*** Opening Provided text ***
Design an optimal alpha-synuclein (ASyn) vaccine to elicit antibodies that selectively target toxic species of ASyn and avoid cross-reactivity with physiologic and non-toxic forms of ASyn.

Vaccination against pathogenic species of Asyn (toxic oligomers, small soluble seeding fibrils), has the potential to protect against synucleinopathies.  Vaccine constructs containing computationally-derived conformational B cell epitopes in the EKTKEQ region of misfolded pathogenic ASyn (aa 57-62) were tested in mice.  The potential advantage of this approach, as opposed to inducing pan-ASyn reactivity, lies in preserving normal ASyn function and minimizing the diversion of active antibody by the more abundant non-toxic forms of the protein in blood and CNS.
*** Closing Provided text ***
*** Opening Data for analysis ***
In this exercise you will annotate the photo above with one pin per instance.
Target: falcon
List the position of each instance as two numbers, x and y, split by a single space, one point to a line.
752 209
*** Closing Data for analysis ***
*** Opening Data for analysis ***
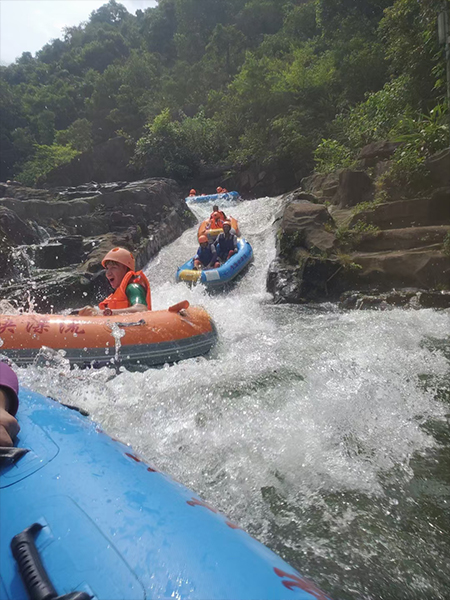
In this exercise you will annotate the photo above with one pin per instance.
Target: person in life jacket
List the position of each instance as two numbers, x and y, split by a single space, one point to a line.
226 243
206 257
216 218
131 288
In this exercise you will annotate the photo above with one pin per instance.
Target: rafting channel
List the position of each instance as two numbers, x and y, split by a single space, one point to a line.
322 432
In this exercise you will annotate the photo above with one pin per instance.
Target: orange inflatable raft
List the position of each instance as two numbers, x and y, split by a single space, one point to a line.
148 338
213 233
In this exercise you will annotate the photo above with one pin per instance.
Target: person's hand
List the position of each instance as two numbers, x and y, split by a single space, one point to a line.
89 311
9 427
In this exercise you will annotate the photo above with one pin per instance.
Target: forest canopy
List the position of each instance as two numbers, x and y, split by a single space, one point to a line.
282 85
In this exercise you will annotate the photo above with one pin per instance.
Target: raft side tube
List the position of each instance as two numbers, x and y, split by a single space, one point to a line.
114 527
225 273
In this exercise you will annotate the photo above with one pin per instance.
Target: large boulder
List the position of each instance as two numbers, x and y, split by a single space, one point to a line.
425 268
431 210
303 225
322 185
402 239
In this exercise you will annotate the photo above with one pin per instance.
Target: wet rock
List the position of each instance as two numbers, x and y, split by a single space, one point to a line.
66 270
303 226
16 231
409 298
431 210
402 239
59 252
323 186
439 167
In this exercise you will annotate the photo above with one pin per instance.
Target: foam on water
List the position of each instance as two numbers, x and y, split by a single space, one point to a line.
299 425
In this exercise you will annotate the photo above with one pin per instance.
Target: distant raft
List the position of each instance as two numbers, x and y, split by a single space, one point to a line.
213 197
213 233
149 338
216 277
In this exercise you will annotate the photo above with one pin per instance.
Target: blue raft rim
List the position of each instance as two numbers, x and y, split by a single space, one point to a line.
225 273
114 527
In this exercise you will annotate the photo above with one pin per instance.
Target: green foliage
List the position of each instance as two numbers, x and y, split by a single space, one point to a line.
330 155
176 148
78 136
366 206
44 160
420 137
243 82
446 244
*** Closing Data for analysis ***
*** Opening Data for analysis ***
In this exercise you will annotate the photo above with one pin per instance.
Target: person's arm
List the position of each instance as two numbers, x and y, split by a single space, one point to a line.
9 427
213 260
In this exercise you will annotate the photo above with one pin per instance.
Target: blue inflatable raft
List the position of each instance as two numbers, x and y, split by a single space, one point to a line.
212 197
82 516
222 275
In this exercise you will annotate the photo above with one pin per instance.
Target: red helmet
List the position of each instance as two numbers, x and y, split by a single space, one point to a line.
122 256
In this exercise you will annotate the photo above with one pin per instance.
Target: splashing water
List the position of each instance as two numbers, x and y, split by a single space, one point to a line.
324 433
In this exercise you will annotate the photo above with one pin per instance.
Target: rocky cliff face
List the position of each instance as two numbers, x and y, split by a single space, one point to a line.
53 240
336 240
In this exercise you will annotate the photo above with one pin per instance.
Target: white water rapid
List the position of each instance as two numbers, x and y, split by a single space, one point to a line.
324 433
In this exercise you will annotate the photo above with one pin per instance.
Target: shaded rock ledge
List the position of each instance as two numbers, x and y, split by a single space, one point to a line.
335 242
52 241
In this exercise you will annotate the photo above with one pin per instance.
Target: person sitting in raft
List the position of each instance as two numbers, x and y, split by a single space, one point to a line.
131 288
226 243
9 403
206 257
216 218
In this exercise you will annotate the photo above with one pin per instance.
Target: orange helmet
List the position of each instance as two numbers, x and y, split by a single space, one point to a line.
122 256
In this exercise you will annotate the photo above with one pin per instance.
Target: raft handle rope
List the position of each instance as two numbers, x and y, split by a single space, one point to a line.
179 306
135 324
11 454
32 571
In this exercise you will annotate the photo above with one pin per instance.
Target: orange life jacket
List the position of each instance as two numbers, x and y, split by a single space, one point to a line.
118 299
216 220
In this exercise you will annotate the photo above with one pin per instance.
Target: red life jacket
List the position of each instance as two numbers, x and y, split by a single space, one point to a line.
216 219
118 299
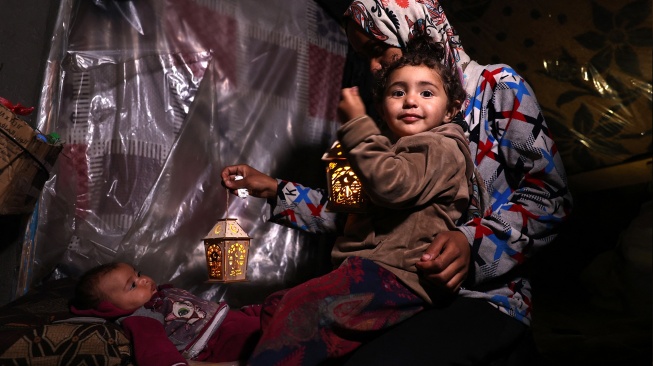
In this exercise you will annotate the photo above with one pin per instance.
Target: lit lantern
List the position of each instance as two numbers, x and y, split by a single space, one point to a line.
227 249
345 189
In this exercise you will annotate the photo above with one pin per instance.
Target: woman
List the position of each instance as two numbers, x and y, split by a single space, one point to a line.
*** Closing Data for analysis ***
Tasks to perform
A: In the alpha-synuclein vaccine text, which region of misfolded ASyn contains the conformational B cell epitopes used in the vaccine constructs?
B: List every phrase the alpha-synuclein vaccine text uses to name the harmful forms of ASyn.
C: Copy the alpha-synuclein vaccine text word for word from "Vaccination against pathogenic" to "blood and CNS.".

Answers for each item
A: The EKTKEQ region, amino acids 57-62.

B:
- toxic species of ASyn
- pathogenic species of Asyn
- toxic oligomers
- small soluble seeding fibrils
- misfolded pathogenic ASyn

C:
Vaccination against pathogenic species of Asyn (toxic oligomers, small soluble seeding fibrils), has the potential to protect against synucleinopathies.  Vaccine constructs containing computationally-derived conformational B cell epitopes in the EKTKEQ region of misfolded pathogenic ASyn (aa 57-62) were tested in mice.  The potential advantage of this approach, as opposed to inducing pan-ASyn reactivity, lies in preserving normal ASyn function and minimizing the diversion of active antibody by the more abundant non-toxic forms of the protein in blood and CNS.